▸ **SOURCE RECORDS**:
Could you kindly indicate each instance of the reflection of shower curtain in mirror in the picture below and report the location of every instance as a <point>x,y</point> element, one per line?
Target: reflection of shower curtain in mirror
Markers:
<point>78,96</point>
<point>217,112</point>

▸ **WHAT THE TASK REQUIRES**:
Wherever the string "curtain" occurs in the entries, copy that whole line.

▸ **RESULT**:
Could you kindly indicate each instance of the reflection of shower curtain in mirror in the picture below and report the location of every instance as a <point>x,y</point> element, one per line?
Target: reflection of shower curtain in mirror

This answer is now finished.